→ Given data
--- START ---

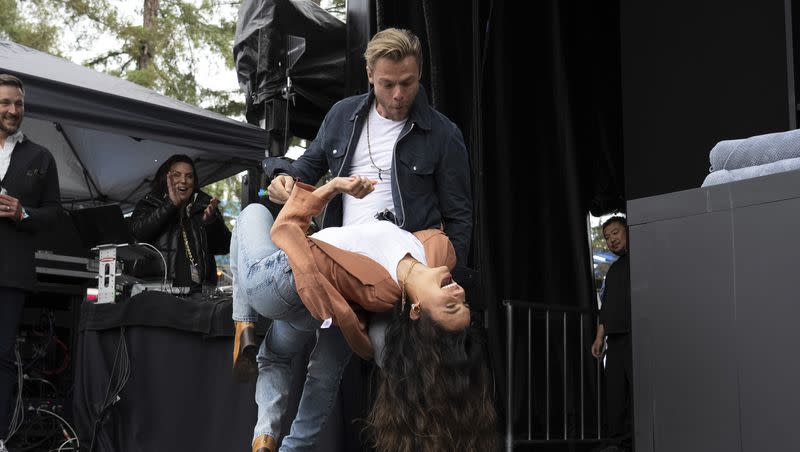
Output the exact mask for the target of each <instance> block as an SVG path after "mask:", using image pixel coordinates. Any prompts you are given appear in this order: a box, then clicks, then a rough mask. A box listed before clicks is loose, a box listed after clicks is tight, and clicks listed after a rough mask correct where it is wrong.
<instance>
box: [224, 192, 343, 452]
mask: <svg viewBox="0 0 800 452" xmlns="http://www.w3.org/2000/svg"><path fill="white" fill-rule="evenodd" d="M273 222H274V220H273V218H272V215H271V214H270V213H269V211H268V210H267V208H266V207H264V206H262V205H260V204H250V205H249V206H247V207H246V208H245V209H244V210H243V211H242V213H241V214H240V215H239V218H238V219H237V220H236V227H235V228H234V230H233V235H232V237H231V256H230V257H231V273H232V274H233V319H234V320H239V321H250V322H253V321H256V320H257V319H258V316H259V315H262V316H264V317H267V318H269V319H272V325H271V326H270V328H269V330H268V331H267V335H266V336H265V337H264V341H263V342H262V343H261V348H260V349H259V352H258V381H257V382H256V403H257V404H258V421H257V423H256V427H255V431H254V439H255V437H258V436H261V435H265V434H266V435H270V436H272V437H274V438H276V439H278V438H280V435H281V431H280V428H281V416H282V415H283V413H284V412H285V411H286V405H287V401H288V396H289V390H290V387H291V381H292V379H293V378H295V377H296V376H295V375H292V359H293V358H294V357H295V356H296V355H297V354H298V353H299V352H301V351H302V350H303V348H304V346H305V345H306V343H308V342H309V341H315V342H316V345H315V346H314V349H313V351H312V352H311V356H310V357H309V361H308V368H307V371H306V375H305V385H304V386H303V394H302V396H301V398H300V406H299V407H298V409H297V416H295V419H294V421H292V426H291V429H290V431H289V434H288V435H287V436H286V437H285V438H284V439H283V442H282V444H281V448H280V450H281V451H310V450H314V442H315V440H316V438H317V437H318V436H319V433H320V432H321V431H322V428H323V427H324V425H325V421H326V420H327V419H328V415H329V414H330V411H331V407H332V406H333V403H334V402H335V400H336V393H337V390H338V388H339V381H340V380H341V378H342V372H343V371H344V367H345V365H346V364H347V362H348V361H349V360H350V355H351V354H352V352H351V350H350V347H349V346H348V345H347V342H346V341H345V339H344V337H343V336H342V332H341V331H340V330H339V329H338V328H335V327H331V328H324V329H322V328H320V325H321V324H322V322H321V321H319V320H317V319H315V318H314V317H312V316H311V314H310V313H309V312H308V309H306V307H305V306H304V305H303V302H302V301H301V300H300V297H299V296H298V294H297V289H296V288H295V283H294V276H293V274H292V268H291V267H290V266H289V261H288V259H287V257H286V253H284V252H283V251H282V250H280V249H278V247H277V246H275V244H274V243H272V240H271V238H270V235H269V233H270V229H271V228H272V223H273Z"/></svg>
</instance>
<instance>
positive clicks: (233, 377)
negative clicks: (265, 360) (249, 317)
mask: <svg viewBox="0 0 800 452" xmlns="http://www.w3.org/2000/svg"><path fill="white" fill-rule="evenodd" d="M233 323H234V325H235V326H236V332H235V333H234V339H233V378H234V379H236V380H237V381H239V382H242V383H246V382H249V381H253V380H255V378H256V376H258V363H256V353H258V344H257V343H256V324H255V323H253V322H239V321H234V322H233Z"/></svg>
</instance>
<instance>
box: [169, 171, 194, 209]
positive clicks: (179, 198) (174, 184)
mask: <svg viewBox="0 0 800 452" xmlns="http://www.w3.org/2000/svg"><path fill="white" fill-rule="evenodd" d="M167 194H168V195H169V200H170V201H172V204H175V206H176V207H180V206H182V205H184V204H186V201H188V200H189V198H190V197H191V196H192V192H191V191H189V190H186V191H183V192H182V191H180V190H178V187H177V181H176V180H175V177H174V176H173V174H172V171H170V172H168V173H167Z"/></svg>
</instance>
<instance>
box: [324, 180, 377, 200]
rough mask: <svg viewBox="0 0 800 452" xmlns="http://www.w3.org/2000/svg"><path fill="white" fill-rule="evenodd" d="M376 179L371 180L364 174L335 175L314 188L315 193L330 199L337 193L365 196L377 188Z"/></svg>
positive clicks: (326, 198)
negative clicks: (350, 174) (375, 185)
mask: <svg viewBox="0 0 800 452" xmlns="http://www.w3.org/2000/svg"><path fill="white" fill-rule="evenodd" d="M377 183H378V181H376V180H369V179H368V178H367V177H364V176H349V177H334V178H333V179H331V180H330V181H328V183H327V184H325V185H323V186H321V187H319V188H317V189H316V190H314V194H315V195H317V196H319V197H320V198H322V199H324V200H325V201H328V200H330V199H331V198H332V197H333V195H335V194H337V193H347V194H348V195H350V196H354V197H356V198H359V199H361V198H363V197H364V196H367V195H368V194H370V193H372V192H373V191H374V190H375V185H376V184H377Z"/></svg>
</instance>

--- END ---

→ What needs to be done
Copy out the entries above in full and exactly, skipping every picture.

→ Problem solution
Output the exact mask for the target of each <instance> block as an SVG path after "mask:", using image pixel coordinates. Any prompts you are given appear in this order: a box, then clicks, then a rough mask. A box listed before clicks is loose, a box listed after clicks is tight, and clicks listed after a rough mask correct where it is wrong.
<instance>
box: [224, 192, 343, 452]
mask: <svg viewBox="0 0 800 452" xmlns="http://www.w3.org/2000/svg"><path fill="white" fill-rule="evenodd" d="M273 222H274V220H273V218H272V215H271V214H270V213H269V211H268V210H267V208H266V207H264V206H262V205H260V204H250V205H249V206H247V207H246V208H245V209H244V210H243V211H242V213H241V214H240V215H239V218H238V219H237V220H236V227H235V228H234V230H233V235H232V237H231V256H230V257H231V273H232V274H233V319H234V320H239V321H250V322H253V321H256V320H257V319H258V316H259V315H262V316H264V317H267V318H269V319H272V325H271V326H270V328H269V330H268V331H267V335H266V336H265V337H264V341H263V342H262V343H261V348H260V349H259V352H258V381H257V382H256V403H257V404H258V421H257V423H256V427H255V431H254V439H255V437H258V436H261V435H265V434H266V435H270V436H272V437H274V438H276V439H278V438H280V435H281V431H280V428H281V416H282V415H283V413H284V412H285V411H286V405H287V401H288V396H289V390H290V387H291V381H292V379H293V378H295V377H296V376H295V375H292V359H293V358H294V357H295V356H296V355H297V354H298V353H299V352H301V351H302V350H303V348H304V346H305V345H306V343H308V342H309V341H315V342H316V345H315V346H314V349H313V351H312V352H311V356H310V357H309V361H308V368H307V371H306V375H305V385H304V386H303V394H302V396H301V398H300V406H299V407H298V409H297V416H295V419H294V421H292V426H291V429H290V431H289V434H288V435H287V436H286V437H285V438H284V439H283V442H282V444H281V448H280V450H281V451H310V450H314V442H315V440H316V438H317V437H318V436H319V433H320V432H321V431H322V428H323V427H324V425H325V421H326V420H327V419H328V415H329V414H330V411H331V407H332V406H333V403H334V402H335V400H336V393H337V390H338V388H339V381H340V380H341V378H342V372H343V371H344V367H345V365H346V364H347V362H348V361H349V360H350V355H351V354H352V352H351V350H350V347H349V346H348V345H347V342H346V341H345V339H344V337H343V336H342V332H341V331H340V330H339V329H338V328H335V327H331V328H324V329H322V328H320V325H321V324H322V322H321V321H319V320H317V319H315V318H314V317H312V316H311V314H310V313H309V312H308V309H306V307H305V306H304V305H303V302H302V301H301V300H300V297H299V296H298V294H297V289H296V288H295V283H294V276H293V274H292V268H291V267H290V266H289V261H288V259H287V257H286V253H284V252H283V251H282V250H280V249H278V247H277V246H275V244H274V243H272V240H271V238H270V235H269V233H270V229H271V228H272V223H273Z"/></svg>
</instance>
<instance>
positive clicks: (233, 377)
negative clicks: (265, 360) (249, 317)
mask: <svg viewBox="0 0 800 452" xmlns="http://www.w3.org/2000/svg"><path fill="white" fill-rule="evenodd" d="M233 323H234V325H235V326H236V332H235V333H234V339H233V378H234V379H236V380H237V381H239V382H242V383H246V382H249V381H253V380H255V378H256V376H258V363H256V353H258V344H257V343H256V324H255V323H253V322H239V321H234V322H233Z"/></svg>
</instance>
<instance>
box: [169, 171, 194, 209]
positive clicks: (179, 198) (174, 184)
mask: <svg viewBox="0 0 800 452" xmlns="http://www.w3.org/2000/svg"><path fill="white" fill-rule="evenodd" d="M167 194H168V195H169V200H170V201H172V204H175V206H176V207H180V206H182V205H184V204H186V201H188V200H189V198H190V197H191V196H192V192H191V191H189V190H186V191H183V192H182V191H180V190H178V187H177V181H176V180H175V177H174V176H173V174H172V171H170V172H168V173H167Z"/></svg>
</instance>
<instance>
box: [324, 180, 377, 200]
rough mask: <svg viewBox="0 0 800 452" xmlns="http://www.w3.org/2000/svg"><path fill="white" fill-rule="evenodd" d="M376 179L371 180L364 174L335 175L314 188L315 193L330 199L337 193L365 196L377 188Z"/></svg>
positive clicks: (326, 198)
negative clicks: (350, 174) (375, 185)
mask: <svg viewBox="0 0 800 452" xmlns="http://www.w3.org/2000/svg"><path fill="white" fill-rule="evenodd" d="M377 183H378V181H376V180H369V179H368V178H367V177H364V176H349V177H334V178H333V179H331V180H330V181H328V183H327V184H325V185H323V186H321V187H319V188H317V189H316V190H314V194H315V195H317V196H319V197H320V198H322V199H324V200H325V201H328V200H330V199H331V198H332V197H333V195H335V194H337V193H347V194H348V195H350V196H354V197H356V198H359V199H361V198H363V197H364V196H367V195H368V194H370V193H372V192H373V191H374V190H375V185H376V184H377Z"/></svg>
</instance>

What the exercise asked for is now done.